■ **EXERCISE DETAILS**: Rewrite the listing below with every "drop one point" changed to "place a single marker" and nothing else altered.

■ **SUPPLIED MATERIAL**:
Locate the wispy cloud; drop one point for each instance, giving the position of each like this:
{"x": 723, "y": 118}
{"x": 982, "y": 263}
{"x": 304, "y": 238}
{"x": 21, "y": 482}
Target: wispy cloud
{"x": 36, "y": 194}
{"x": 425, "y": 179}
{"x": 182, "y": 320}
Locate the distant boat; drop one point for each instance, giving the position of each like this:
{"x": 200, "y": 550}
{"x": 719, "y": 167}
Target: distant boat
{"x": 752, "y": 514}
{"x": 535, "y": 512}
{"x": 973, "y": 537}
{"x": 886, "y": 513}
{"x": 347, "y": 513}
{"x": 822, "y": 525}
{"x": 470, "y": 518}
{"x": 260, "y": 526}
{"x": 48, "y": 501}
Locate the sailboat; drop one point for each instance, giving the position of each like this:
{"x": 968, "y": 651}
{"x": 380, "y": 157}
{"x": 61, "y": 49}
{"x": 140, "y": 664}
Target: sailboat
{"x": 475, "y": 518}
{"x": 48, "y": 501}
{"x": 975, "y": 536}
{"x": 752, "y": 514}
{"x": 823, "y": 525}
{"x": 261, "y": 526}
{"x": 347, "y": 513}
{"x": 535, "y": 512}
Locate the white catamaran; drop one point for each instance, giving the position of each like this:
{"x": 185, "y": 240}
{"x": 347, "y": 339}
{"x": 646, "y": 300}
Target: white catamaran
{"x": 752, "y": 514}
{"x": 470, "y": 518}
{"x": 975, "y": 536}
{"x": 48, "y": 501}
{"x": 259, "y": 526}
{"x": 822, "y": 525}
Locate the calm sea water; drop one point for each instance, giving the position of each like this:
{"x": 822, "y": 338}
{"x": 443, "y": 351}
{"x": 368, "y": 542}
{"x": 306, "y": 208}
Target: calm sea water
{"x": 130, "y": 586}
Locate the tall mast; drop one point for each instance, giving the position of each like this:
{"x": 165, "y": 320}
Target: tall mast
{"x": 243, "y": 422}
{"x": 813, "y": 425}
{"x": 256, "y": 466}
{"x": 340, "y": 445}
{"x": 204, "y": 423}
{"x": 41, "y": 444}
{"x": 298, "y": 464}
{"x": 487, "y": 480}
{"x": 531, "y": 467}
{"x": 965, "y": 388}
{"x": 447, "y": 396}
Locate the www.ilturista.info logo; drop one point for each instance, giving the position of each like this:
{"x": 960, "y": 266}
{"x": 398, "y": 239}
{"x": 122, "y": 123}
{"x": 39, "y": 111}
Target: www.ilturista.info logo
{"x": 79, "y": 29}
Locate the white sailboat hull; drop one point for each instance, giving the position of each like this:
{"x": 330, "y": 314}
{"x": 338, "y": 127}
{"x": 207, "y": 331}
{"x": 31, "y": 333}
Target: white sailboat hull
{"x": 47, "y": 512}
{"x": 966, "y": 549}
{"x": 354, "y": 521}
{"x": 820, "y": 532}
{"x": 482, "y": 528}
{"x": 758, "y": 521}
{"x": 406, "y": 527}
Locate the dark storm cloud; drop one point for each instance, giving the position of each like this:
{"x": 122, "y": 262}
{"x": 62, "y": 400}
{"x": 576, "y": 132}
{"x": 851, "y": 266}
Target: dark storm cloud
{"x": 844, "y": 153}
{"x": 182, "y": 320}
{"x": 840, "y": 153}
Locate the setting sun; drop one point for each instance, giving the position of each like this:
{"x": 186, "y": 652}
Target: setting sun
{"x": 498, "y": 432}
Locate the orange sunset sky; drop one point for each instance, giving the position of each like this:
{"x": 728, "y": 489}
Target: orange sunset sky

■ **OUTPUT FOR THIS TASK**:
Locate the wispy cloud; place a single marker for each instance, giving the position of each like this:
{"x": 723, "y": 118}
{"x": 982, "y": 263}
{"x": 304, "y": 238}
{"x": 21, "y": 482}
Target: wispy cloud
{"x": 36, "y": 194}
{"x": 425, "y": 179}
{"x": 182, "y": 320}
Locate the distant boat; place a single marker for each instance, giving the position of each like this:
{"x": 200, "y": 550}
{"x": 719, "y": 167}
Target: distant boat
{"x": 752, "y": 514}
{"x": 535, "y": 512}
{"x": 973, "y": 537}
{"x": 886, "y": 513}
{"x": 347, "y": 513}
{"x": 822, "y": 525}
{"x": 470, "y": 518}
{"x": 260, "y": 526}
{"x": 48, "y": 501}
Locate the sailboat; place a single marker for each instance, giving the position of each like this:
{"x": 968, "y": 651}
{"x": 380, "y": 157}
{"x": 61, "y": 49}
{"x": 140, "y": 664}
Target: sailboat
{"x": 475, "y": 518}
{"x": 48, "y": 501}
{"x": 975, "y": 536}
{"x": 752, "y": 514}
{"x": 823, "y": 525}
{"x": 261, "y": 526}
{"x": 347, "y": 513}
{"x": 535, "y": 512}
Locate the white catamaran; place a single marker for each instance, giving the position of each like this:
{"x": 185, "y": 240}
{"x": 347, "y": 339}
{"x": 646, "y": 300}
Target: white catamaran
{"x": 752, "y": 514}
{"x": 470, "y": 518}
{"x": 975, "y": 536}
{"x": 48, "y": 501}
{"x": 259, "y": 526}
{"x": 822, "y": 525}
Locate the calm sea water; place a single marker for each instance, giving the position of each like this:
{"x": 822, "y": 338}
{"x": 443, "y": 351}
{"x": 368, "y": 542}
{"x": 306, "y": 208}
Target: calm sea water
{"x": 130, "y": 586}
Locate the tall mast; place a single marker for each instance, giving the position of each like this:
{"x": 165, "y": 320}
Target: tall mast
{"x": 243, "y": 422}
{"x": 813, "y": 425}
{"x": 256, "y": 466}
{"x": 340, "y": 445}
{"x": 204, "y": 423}
{"x": 41, "y": 444}
{"x": 298, "y": 464}
{"x": 487, "y": 480}
{"x": 531, "y": 467}
{"x": 965, "y": 388}
{"x": 447, "y": 396}
Locate the www.ilturista.info logo; place a single marker for each instance, giving the position of each like this:
{"x": 960, "y": 266}
{"x": 398, "y": 239}
{"x": 122, "y": 123}
{"x": 39, "y": 111}
Target: www.ilturista.info logo
{"x": 79, "y": 29}
Locate the white sailboat hull; place a single marker for each instance, giving the position of each like this:
{"x": 330, "y": 314}
{"x": 338, "y": 127}
{"x": 207, "y": 331}
{"x": 31, "y": 333}
Target: white sailboat hull
{"x": 47, "y": 512}
{"x": 966, "y": 549}
{"x": 354, "y": 521}
{"x": 820, "y": 532}
{"x": 482, "y": 528}
{"x": 758, "y": 521}
{"x": 406, "y": 527}
Locate the dark storm cloud; place a single marker for each instance, giving the position of each like this:
{"x": 122, "y": 262}
{"x": 62, "y": 400}
{"x": 576, "y": 132}
{"x": 851, "y": 266}
Target: dark storm cloud
{"x": 844, "y": 153}
{"x": 182, "y": 320}
{"x": 840, "y": 153}
Locate the setting sun; place a single marker for each instance, giving the position of each like this:
{"x": 186, "y": 652}
Target: setting sun
{"x": 498, "y": 432}
Locate the orange sunset sky; place a single marker for each instance, giving the position of each like this:
{"x": 728, "y": 489}
Target: orange sunset sky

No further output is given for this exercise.